■ **ZU ERLEDIGENDE AUFGABE**: Geben Sie sämtliche nachstehenden Zeilen Zeichen für Zeichen unverändert zurück. Lassen Sie dabei die Bilder in Ihrer Antwort weg.
::: EINGABEDATEN
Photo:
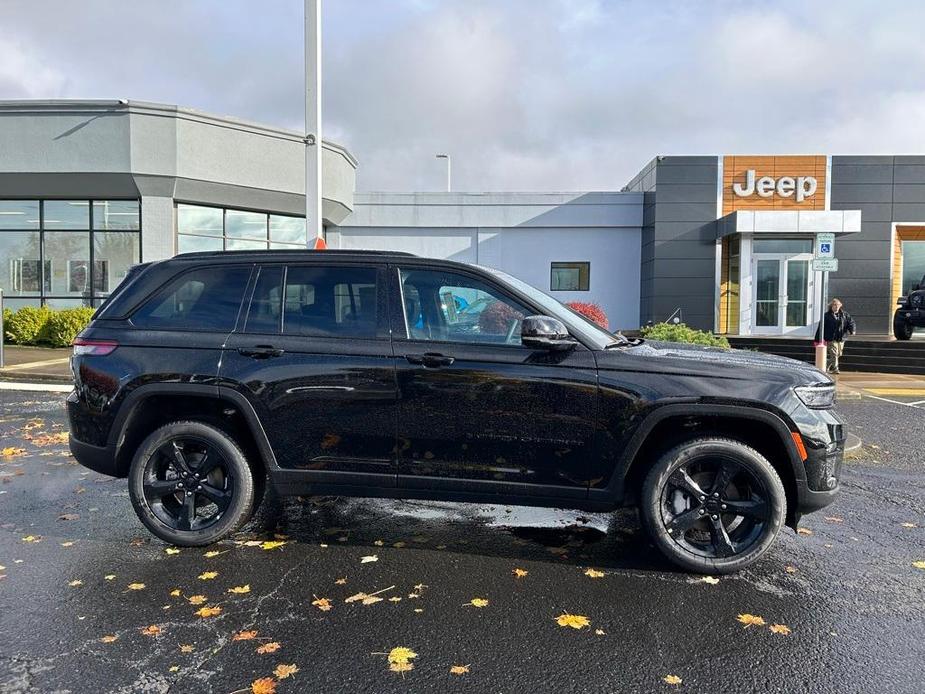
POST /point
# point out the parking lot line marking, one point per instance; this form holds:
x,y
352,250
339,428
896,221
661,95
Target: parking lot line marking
x,y
38,387
896,391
::::::
■ **LÖSUNG DER AUFGABE**:
Photo:
POST /point
# point out the parking lot line marking, one point per instance; this form holds:
x,y
352,250
339,428
896,221
661,95
Target: parking lot line marking
x,y
38,387
896,391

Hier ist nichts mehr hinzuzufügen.